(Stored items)

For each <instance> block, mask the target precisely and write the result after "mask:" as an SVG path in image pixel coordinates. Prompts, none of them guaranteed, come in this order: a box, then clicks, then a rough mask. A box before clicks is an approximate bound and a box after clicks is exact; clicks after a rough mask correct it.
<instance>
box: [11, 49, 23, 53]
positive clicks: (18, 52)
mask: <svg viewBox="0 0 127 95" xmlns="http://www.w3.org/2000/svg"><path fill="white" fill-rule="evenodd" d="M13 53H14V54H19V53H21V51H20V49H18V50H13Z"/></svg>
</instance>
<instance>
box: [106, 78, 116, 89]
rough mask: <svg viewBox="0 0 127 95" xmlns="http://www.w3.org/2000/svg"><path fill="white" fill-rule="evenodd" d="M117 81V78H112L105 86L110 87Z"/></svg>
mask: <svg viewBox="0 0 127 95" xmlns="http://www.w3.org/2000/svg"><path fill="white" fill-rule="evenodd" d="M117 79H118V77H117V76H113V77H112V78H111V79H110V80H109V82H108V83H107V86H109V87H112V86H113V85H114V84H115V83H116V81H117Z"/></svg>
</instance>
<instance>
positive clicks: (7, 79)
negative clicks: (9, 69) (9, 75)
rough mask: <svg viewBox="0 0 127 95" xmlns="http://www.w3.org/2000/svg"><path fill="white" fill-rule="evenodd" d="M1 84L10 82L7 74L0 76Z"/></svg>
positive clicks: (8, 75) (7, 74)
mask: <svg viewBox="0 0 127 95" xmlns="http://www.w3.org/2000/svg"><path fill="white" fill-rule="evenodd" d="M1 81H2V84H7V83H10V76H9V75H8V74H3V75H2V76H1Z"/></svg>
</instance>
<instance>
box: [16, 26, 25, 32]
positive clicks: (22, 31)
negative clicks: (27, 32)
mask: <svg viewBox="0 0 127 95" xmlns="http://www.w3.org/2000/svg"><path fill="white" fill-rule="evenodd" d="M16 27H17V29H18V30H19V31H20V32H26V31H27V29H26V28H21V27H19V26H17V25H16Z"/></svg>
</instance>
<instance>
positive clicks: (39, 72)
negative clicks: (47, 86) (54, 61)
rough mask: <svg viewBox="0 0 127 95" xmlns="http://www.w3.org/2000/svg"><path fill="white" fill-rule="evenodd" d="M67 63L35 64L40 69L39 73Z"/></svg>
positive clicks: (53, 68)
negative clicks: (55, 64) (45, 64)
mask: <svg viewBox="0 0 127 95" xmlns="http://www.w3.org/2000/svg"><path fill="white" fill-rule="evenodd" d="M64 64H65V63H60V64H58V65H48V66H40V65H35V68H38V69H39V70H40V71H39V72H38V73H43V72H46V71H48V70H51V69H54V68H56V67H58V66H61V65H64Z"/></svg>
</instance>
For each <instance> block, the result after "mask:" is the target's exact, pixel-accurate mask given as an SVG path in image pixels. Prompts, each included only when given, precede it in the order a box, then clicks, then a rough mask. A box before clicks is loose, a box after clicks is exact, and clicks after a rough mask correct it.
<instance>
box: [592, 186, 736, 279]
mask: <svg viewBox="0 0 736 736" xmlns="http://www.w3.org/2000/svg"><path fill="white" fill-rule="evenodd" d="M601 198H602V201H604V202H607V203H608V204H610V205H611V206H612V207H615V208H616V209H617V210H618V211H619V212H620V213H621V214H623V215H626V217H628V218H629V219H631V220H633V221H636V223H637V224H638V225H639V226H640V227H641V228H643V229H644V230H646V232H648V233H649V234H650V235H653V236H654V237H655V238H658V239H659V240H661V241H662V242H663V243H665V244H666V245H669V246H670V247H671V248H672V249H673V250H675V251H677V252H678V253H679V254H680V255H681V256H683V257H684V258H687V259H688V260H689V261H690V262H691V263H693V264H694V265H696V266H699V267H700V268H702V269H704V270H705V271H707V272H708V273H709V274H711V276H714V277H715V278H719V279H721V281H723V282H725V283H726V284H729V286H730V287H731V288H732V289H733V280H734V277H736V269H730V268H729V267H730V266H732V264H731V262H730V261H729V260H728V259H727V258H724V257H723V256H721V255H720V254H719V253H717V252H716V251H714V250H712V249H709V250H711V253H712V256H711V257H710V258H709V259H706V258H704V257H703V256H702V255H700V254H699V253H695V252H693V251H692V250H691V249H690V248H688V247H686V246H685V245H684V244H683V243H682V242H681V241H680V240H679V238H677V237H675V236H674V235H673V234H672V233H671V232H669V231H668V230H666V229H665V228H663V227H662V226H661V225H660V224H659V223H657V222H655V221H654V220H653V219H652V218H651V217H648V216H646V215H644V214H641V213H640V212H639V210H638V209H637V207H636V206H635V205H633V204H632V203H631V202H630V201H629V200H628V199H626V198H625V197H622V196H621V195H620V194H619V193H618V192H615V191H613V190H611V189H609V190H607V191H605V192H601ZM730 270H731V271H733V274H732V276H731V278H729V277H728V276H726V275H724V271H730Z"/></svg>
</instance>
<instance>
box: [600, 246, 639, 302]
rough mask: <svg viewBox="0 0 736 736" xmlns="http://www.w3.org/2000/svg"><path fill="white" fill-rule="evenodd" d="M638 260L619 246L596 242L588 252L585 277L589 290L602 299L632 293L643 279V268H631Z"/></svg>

:: What is being asked ::
Would you please print every record exactly as written?

:: Response ::
For each <instance> block, mask the target precisely and write the result after "mask:" as an SVG path in image pixel coordinates. Prompts, none of them guaranteed, come in this order: a box, then clicks, then a rough mask. A box before clicks is an approximate bound and a box after clicks is exact; clicks after a rough mask correct it.
<instance>
box: [11, 49, 23, 53]
positive clicks: (18, 52)
mask: <svg viewBox="0 0 127 95" xmlns="http://www.w3.org/2000/svg"><path fill="white" fill-rule="evenodd" d="M13 53H14V54H19V53H21V51H20V49H18V50H13Z"/></svg>
</instance>
<instance>
box: [106, 78, 116, 89]
rough mask: <svg viewBox="0 0 127 95" xmlns="http://www.w3.org/2000/svg"><path fill="white" fill-rule="evenodd" d="M117 81V78H112L105 86L110 87Z"/></svg>
mask: <svg viewBox="0 0 127 95" xmlns="http://www.w3.org/2000/svg"><path fill="white" fill-rule="evenodd" d="M117 79H118V77H117V76H113V77H112V78H111V79H110V80H109V82H108V83H107V86H109V87H112V86H113V85H114V84H115V83H116V81H117Z"/></svg>
</instance>
<instance>
positive clicks: (7, 79)
negative clicks: (9, 69) (9, 75)
rough mask: <svg viewBox="0 0 127 95" xmlns="http://www.w3.org/2000/svg"><path fill="white" fill-rule="evenodd" d="M1 84L10 82L7 74L0 76Z"/></svg>
positive clicks: (8, 75) (7, 74)
mask: <svg viewBox="0 0 127 95" xmlns="http://www.w3.org/2000/svg"><path fill="white" fill-rule="evenodd" d="M1 81H2V84H7V83H10V76H9V75H8V74H3V75H2V76H1Z"/></svg>
</instance>
<instance>
box: [16, 26, 25, 32]
positive clicks: (22, 31)
negative clicks: (27, 32)
mask: <svg viewBox="0 0 127 95" xmlns="http://www.w3.org/2000/svg"><path fill="white" fill-rule="evenodd" d="M16 27H17V29H18V30H19V31H20V32H26V31H27V29H26V28H21V27H19V26H17V25H16Z"/></svg>
</instance>
<instance>
positive clicks: (39, 72)
negative clicks: (47, 86) (54, 61)
rough mask: <svg viewBox="0 0 127 95" xmlns="http://www.w3.org/2000/svg"><path fill="white" fill-rule="evenodd" d="M67 63L35 64L40 69L39 73Z"/></svg>
positive clicks: (53, 68)
negative clicks: (55, 64) (45, 64)
mask: <svg viewBox="0 0 127 95" xmlns="http://www.w3.org/2000/svg"><path fill="white" fill-rule="evenodd" d="M64 64H65V63H60V64H58V65H48V66H40V65H35V68H38V69H39V70H40V71H39V72H38V73H43V72H46V71H48V70H51V69H54V68H56V67H58V66H61V65H64Z"/></svg>
</instance>
For each <instance> block, the result after "mask:" is the target's exact, pixel-accurate mask given as an SVG path in image pixels. Prompts, each included only when given, precede it in the order a box, then clicks, then a rough mask. A box before clicks is loose, a box after clicks is exact, and clicks after a rough mask correct it.
<instance>
box: [592, 186, 736, 279]
mask: <svg viewBox="0 0 736 736" xmlns="http://www.w3.org/2000/svg"><path fill="white" fill-rule="evenodd" d="M601 198H602V201H604V202H607V203H608V204H610V205H611V206H612V207H615V208H616V209H617V210H618V211H619V212H620V213H621V214H623V215H626V217H628V218H629V219H631V220H633V221H636V223H637V224H638V225H639V226H640V227H641V228H643V229H644V230H646V232H648V233H649V234H650V235H653V236H654V237H655V238H658V239H659V240H661V241H662V242H663V243H665V244H666V245H669V246H670V247H671V248H672V249H673V250H675V251H677V252H678V253H679V254H680V255H681V256H683V257H684V258H687V259H688V260H689V261H690V262H691V263H693V264H694V265H696V266H699V267H700V268H702V269H704V270H705V271H707V272H708V273H709V274H711V276H714V277H715V278H719V279H721V281H723V282H725V283H726V284H729V286H730V287H731V288H732V289H733V280H734V277H736V269H730V268H729V267H730V266H732V264H731V262H730V261H729V260H728V259H727V258H724V257H723V256H721V255H720V254H719V253H717V252H716V251H714V250H712V249H709V250H711V253H712V256H711V257H710V258H709V259H706V258H704V257H703V256H702V255H700V254H699V253H695V252H693V251H692V250H691V249H690V248H688V247H686V246H685V245H684V244H683V243H682V242H681V241H680V240H679V238H677V237H675V236H674V235H673V234H672V233H671V232H669V231H668V230H666V229H665V228H663V227H662V226H661V225H660V224H659V223H657V222H655V221H654V220H653V219H652V218H651V217H648V216H646V215H644V214H641V213H640V212H639V210H638V209H637V207H636V206H635V205H633V204H632V203H631V202H630V201H629V200H628V199H626V198H625V197H622V196H621V195H620V194H619V193H618V192H615V191H613V190H611V189H609V190H607V191H605V192H601ZM730 270H731V271H733V274H732V276H731V278H729V277H728V276H726V275H724V271H730Z"/></svg>
</instance>
<instance>
box: [600, 246, 639, 302]
rough mask: <svg viewBox="0 0 736 736" xmlns="http://www.w3.org/2000/svg"><path fill="white" fill-rule="evenodd" d="M638 260L619 246L596 242L588 252L585 277L589 290L602 299L632 293L643 279V268H631Z"/></svg>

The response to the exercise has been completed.